#### QUELLDOKUMENT
Rechts aus der Bahn geworfen

Jörg
Haider war ein harter Rechter, aber auch ein Spieler und Exzentriker.
Mal war er depressiv, mal euphorisch. Eine Art James Dean der
österreichischen Politik. Jetzt fuhr er sich zu Tode.
taz, 13. Oktober 2008

Wo,
verdammt noch mal, kommt dieses irre Gefühl her? Dieses, ja, was für
ein Gefühl eigentlich? Erschrecken. Mitgefühl. Fast so etwas wie
Trauer. Ich starre auf den Bildschirm: „Jörg Haider tot“, steht da in
riesigen Lettern. Gut, angesichts des Todes tritt die politische
Gegnerschaft zurück und das, was man so unscharf „das Menschliche“
nennt, tritt in die erste Reihe. Als Mann mit „großen Begabungen und
Talenten“ würdigt ihn der Bundespräsident, Noch-Bundeskanzler Alfred
Gusenbauer von den Sozialdemokraten zeigt sich „tief betroffen“. Das
ist schon echt. Man wünscht niemanden so ein Ende. Und außerdem: Die
Pietät verlangt solche Sätze.
 
Andererseits,
es haben auch schon mal Menschen so über gerade Verstorbene gesprochen:
Ein „tragischer Vorfall“, aber man soll „also nicht dauernd, … also
Krokodilstränen für einen, äh, abgeschobenen Drogendealer“ vergießen.
So sprach Jörg Haider 1999, nachdem der schwarze Asylbewerber Marcus
Omofuma bei seiner Deportation, zusammengeschnürt und mit Klebeband
geknebelt, gestorben war. Drogendealer war Omofuma natürlich keiner.
Noch vor ein paar Wochen hat Haider im Wahlkampf während einer
TV-Konfrontation einer Frau, deren Mann gerade auf Grund des
gnadenlosen Ausländerrechtes den Ausweisungsbescheid erhalten hat, ins
Gesicht gesagt, es werde wohl schon einen guten Grund geben, warum der
Gatte des Landes verwiesen werde. Krimineller und so.
 
Bis zuletzt konnte Jörg Haider einem immer wieder mit seiner Fähigkeit zur Unmenschlichkeit überraschen.
 
Dennoch,
es ist schon recht so, dass man Haiders Ende jetzt mit Erschrecken
aufnimmt. Man kann auch Mitgefühl mit jenen haben, die zum Mitgefühl
nicht fähig sind. Hätte man es nicht, sie hätten gewonnen: Man wäre
ihnen ähnlich geworden. Und ein bisschen bleibt einem auch der Atem
weg, wegen der Art dieses Todes. Weil er irgendwie passt. Nicht wenige
hatten erwartet, dass Jörg Haider einmal so sterben würde.
########
#### GESPEICHERTE ZEILEN
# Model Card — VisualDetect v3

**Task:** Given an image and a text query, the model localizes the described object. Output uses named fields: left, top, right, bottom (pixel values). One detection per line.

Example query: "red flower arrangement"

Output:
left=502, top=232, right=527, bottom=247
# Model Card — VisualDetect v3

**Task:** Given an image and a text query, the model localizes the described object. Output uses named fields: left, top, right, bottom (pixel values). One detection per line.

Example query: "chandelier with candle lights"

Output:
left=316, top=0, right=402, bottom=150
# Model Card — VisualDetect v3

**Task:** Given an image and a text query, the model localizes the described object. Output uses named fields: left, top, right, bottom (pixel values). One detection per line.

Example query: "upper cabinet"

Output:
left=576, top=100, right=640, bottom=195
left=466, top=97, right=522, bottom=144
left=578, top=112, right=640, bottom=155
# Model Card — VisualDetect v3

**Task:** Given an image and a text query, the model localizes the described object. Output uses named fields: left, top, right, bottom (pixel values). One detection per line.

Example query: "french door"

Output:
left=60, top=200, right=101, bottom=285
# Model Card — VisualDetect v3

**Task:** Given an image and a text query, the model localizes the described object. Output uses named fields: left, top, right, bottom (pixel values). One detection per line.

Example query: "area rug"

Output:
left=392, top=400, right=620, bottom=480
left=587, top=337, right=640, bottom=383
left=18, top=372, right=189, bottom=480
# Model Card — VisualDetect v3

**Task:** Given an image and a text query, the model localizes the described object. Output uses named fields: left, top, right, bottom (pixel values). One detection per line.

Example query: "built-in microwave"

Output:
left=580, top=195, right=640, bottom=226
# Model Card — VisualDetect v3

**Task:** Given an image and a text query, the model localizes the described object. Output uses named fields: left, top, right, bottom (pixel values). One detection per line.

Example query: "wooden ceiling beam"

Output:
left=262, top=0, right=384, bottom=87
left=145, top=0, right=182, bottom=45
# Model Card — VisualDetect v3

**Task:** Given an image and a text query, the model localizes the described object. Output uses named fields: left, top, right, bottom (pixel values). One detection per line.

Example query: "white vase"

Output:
########
### GESTELLTE AUFGABE:
Wer zeigt sich laut dem Text über Jörg Haiders Tod „tief betroffen“? Antworte bitte in einem Satz.

### ERGEBNIS DER ÜBUNG:
Noch-Bundeskanzler Alfred Gusenbauer von den Sozialdemokraten zeigt sich „tief betroffen“.